╭─ GIVEN RECORDS

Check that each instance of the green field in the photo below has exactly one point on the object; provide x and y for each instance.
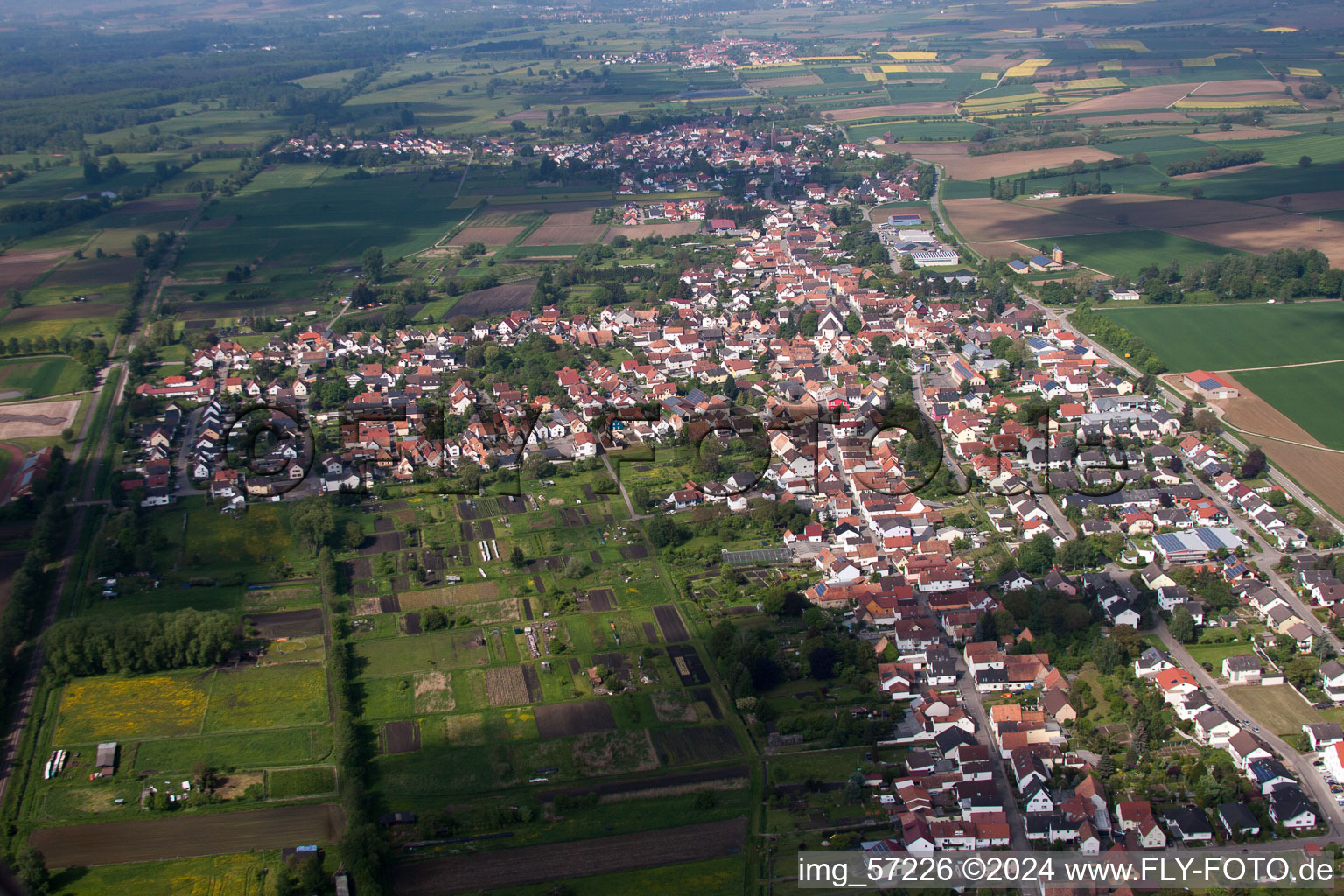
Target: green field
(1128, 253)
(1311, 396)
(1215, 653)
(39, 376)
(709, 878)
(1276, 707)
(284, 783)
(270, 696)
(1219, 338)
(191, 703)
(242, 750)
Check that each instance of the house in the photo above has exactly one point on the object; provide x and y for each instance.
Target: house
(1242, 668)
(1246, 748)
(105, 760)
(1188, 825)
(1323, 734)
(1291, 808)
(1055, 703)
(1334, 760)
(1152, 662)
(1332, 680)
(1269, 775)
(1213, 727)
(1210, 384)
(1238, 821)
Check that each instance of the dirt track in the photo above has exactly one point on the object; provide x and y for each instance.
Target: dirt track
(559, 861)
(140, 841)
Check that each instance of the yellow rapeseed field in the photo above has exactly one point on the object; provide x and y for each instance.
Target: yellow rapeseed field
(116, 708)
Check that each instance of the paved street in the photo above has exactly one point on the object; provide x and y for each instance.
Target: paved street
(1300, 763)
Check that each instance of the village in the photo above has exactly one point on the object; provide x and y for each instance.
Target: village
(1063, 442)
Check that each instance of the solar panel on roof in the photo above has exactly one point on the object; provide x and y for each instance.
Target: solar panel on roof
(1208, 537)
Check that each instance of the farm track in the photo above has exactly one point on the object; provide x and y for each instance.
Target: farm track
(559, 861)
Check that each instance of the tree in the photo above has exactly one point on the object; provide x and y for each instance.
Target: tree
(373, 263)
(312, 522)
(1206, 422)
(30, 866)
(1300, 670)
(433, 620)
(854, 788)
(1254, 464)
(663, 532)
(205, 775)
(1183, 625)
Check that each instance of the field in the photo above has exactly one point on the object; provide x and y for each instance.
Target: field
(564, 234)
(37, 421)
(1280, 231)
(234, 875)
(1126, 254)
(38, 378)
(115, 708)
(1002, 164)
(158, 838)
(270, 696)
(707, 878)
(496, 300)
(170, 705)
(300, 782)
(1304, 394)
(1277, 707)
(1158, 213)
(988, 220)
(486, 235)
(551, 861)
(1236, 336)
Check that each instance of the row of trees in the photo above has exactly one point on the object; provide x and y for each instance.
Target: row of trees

╰─

**REQUIREMENT**
Give every line of the rows above as a numbered list, leaving out blank lines and the picture.

**WRITTEN REPLY**
1. Check that each instance of the green field in the photo below has exactly one point on the object; provide x and y for each instance.
2. Target: green field
3. (1128, 253)
4. (1311, 396)
5. (1215, 653)
6. (39, 376)
7. (709, 878)
8. (1276, 707)
9. (284, 783)
10. (270, 696)
11. (1219, 338)
12. (191, 703)
13. (242, 750)
14. Check that each instance of the house in the photo above has exactly one point on the object; provide x and y for each instance.
15. Target: house
16. (1242, 668)
17. (1246, 748)
18. (105, 760)
19. (1188, 825)
20. (1323, 734)
21. (1291, 808)
22. (1055, 703)
23. (1334, 760)
24. (1152, 662)
25. (1332, 680)
26. (1269, 775)
27. (1213, 727)
28. (1210, 384)
29. (1238, 821)
30. Check that each instance of the dirt track in the photo above has exactly one point on the object; provide x and y for each instance.
31. Target: dirt track
32. (559, 861)
33. (140, 841)
34. Check that each instance of the yellow rapeseed field in the photo above has exactly one point on the object; provide x and y for each instance.
35. Target: yellow rapeseed field
36. (116, 708)
37. Check that each instance of the paved street in the photo above has exactly one point on the object; provide x and y for each instance.
38. Target: paved street
39. (1300, 763)
40. Check that each instance of the village in the photo above has exactly one point on the object; provide x and y for each instance.
41. Target: village
42. (1063, 442)
43. Check that each instance of the solar panel on roof in the photo above has exactly one point on the object; provide x and y for each instance.
44. Target: solar panel on roof
45. (1208, 537)
46. Check that each instance of the farm track in the photo above has exactly one point on the object; provide x and y for each instance.
47. Target: farm track
48. (559, 861)
49. Check that each instance of the tree in the photo above has exactly one point on the object; provide x and y for each instance.
50. Target: tree
51. (373, 263)
52. (312, 522)
53. (1206, 422)
54. (30, 866)
55. (1300, 670)
56. (433, 620)
57. (854, 788)
58. (1254, 464)
59. (663, 532)
60. (205, 775)
61. (1183, 625)
62. Check that each instance of the field in the photo above has exactly one point on the object; provide x and y for each instance.
63. Target: field
64. (564, 234)
65. (37, 421)
66. (1280, 231)
67. (234, 875)
68. (1126, 254)
69. (38, 378)
70. (115, 708)
71. (1002, 164)
72. (158, 838)
73. (270, 696)
74. (707, 878)
75. (496, 300)
76. (170, 705)
77. (300, 782)
78. (1304, 394)
79. (1277, 707)
80. (1158, 213)
81. (988, 220)
82. (486, 235)
83. (551, 861)
84. (1236, 336)
85. Check that each instance of the row of trees in the photo above has exactly one point on the object; provide x and y for each instance.
86. Target: row of trees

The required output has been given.